§ **QUOTED PASSAGE**
The author also illustrates within the chapter the reasons that a person may practice Hoodoo. Given the origins of the tradition and the terrible history of slavery it is a solid question. The authors answers are simple. The author provides 5 simple reasons that any one of African descent may want to practice or learn Hoodoo. The two reasons I found most inspiring are to connect to your ancestors log dead and for spiritual and personal growth and empowerment.
The third chapter and final portion of part one is about how Hoodoo works. Before going into the basic techniques and practices of Hoodoo one should have a basic understanding of the beliefs associated with this tradition. The six commonly held beliefs of Hoodoo Rootworkers forms the basis of how the tradition works. A perfect way to end the first part of the book.
The second part of the book provides some insight as to what the practice of Hoodoo may entail. This section of the book is aptly titled “Elements of Rootwork”. This section of the book is not meant to be a practicum or how to. This is a section that talks about the practices you will find in the how to section. A few of the techniques and practices have some exercises on how to perform that particular practice or use that skill. Overall the segment of the book was designed to introduce you to the basic skills and practices you may find a Hoodoo or a Rootworker engaging in.
The fourth chapter in this book starts off the elements section. For those who are familiar with European systems of magic you may be surprised to find a chapter on the elements and how the elemental forces of earth, air, fire, and water, are used in Hoodoo. This chapter covers how each element has a specific type of magical act that may be used as well as the properties of that element. The concepts here are new and useful to those coming from a European background looking for other ways they can work with the elemental forces of magic.

§ **TASKS TO CARRY OUT**
a: In the Hoodoo book review, what title does the second part of the book carry?
b: Transcribe the Hoodoo book review from "The author also" up to and including "growth and empowerment.".
c: Go on with the Hoodoo book review, picking up after its final sentence.
The rows have no connection to the Hoodoo book review.

§ **DATASET ROWS**

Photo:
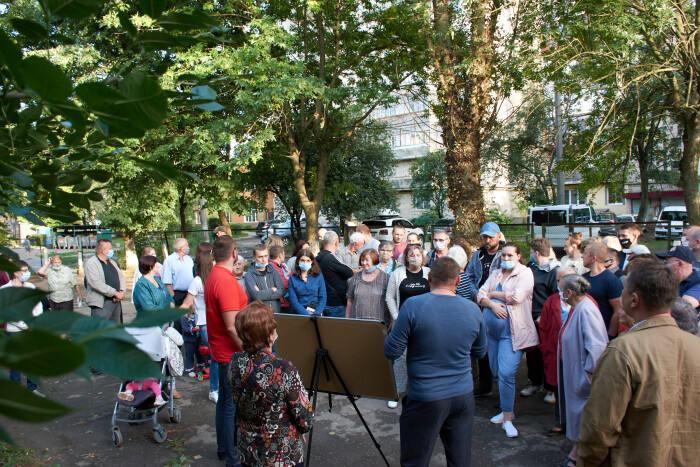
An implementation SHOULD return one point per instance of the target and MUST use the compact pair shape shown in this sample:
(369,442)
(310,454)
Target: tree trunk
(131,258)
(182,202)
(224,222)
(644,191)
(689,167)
==
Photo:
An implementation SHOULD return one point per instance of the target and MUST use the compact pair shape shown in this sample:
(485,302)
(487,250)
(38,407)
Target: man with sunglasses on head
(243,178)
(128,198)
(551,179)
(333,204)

§ **TASK-BY-TASK OUTPUTS**
a: "Elements of Rootwork"

b:
The author also illustrates within the chapter the reasons that a person may practice Hoodoo. Given the origins of the tradition and the terrible history of slavery it is a solid question. The authors answers are simple. The author provides 5 simple reasons that any one of African descent may want to practice or learn Hoodoo. The two reasons I found most inspiring are to connect to your ancestors log dead and for spiritual and personal growth and empowerment.

c:
The fifth chapter in the book covers talismans and charms. Out of all the practices associated with Hoodoo the practices of talismans and charms is probably the most thought of and common one. Here the author goes into some of the traditional Hoodoo charms and talismans that many people are not familiar with covering the use of herbs as talismans by themselves as well as covering the use of human and animal parts. There is also a section on how to most effectively place the talisman or charm for its effect called “laying a trick”.
The sixth chapter in this book covers spirits of the dead. The chapter begins by discussing the types of spirits of the dead that one can experience and meet. The book then goes on to how to honor them and provides a few different examples on how one can communicate with them.
The last chapter in this section covers the various forms of divination that a Hoodoo practitioner may engage in. There are many different methods of divination. The author here explains why divination is engaged in prior to spell and ritual work. The majority of this chapter covers how to perform divination using simple day to day playing cards.
The final section of the book is the one that I was most eagerly interested as a reader which was the selection of spells and recipes to try. The final section of this book is what brings the book from an informative book about the history, practices, and tradition into a practical handbook.
The eighth chapter of this book focuses on what one needs to know before one can actually practice or use the spells and rituals outlined in the following chapters. This very short chapter is essential as it provides a few guidelines to using the spells effectively.
The remaining three chapters are made up of spells and rituals that are written in a step by step manner making them easy to use. Each of the spells contains a list of materials that are required followed by a list of actions and steps to take. Some of the spells have ingredients or actions mentioned earlier in the elemental magic section, but when combined the spells provide useful tools for creating a basic practice.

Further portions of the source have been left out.